Start of Provided records

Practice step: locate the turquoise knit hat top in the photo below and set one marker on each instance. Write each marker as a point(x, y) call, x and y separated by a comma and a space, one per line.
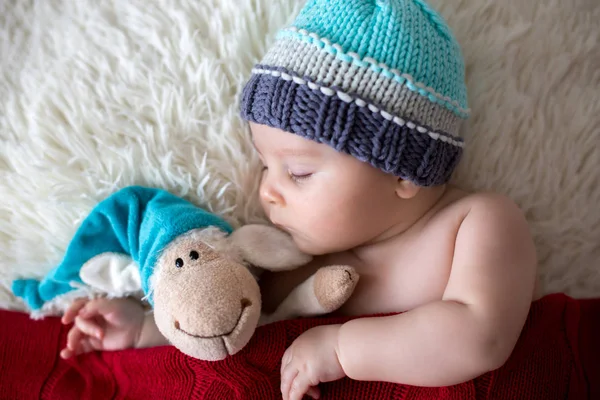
point(381, 80)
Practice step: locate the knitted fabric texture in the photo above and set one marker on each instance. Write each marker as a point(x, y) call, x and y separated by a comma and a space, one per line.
point(555, 358)
point(136, 221)
point(383, 81)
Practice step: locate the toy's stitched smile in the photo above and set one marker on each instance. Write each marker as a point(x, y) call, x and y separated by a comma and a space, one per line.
point(245, 305)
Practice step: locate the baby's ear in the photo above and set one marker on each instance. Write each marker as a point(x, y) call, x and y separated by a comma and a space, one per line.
point(405, 189)
point(268, 248)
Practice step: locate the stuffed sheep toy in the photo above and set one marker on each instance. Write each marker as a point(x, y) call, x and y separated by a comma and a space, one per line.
point(197, 274)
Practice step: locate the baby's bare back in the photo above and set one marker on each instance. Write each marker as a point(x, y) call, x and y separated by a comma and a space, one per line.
point(402, 273)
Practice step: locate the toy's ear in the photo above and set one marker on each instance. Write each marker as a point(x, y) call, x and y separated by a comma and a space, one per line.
point(268, 248)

End of Provided records

Task to carry out: The preceding entries are to be returned verbatim, with every picture excluded.

Task solution:
Practice step: locate the turquoise knit hat top in the photo below and set one marker on each instance. Write each marker as a point(x, y) call, x and y separated by a comma and a space, one per line.
point(381, 80)
Practice step: locate the knitted fabric texture in the photo above and set one marker on each instance. Write each marker as a point(x, y) call, x and y separated by a comma and a space, one per line.
point(555, 358)
point(136, 221)
point(383, 81)
Practice step: locate the toy's stitched smile in the photo above and set one marker on each instance. Write each marker as a point(x, y) call, x and y separated by a comma and a space, one per line.
point(245, 305)
Practice step: locate the baby's ear in the photo above and set one marker on each instance. Write each marker as a point(x, y) call, x and y separated by a comma and a space, one per line.
point(405, 189)
point(268, 248)
Practice step: locate the stuffed sheep toy in the photo above and set one marker on each instance. Write each marker as a point(x, y) call, x and y separated by a comma and a space, one per line.
point(197, 274)
Practice step: locate the baby's bare back in the photo above and set one marker on each instance. Write each marker as a point(x, y) call, x and y separated by a comma and a space, one per line.
point(402, 273)
Practice step: locate the toy's ear in the photo above and set one marker on each instance. Write each marker as a point(x, y) call, x and y separated by a comma and a space, one per line.
point(268, 248)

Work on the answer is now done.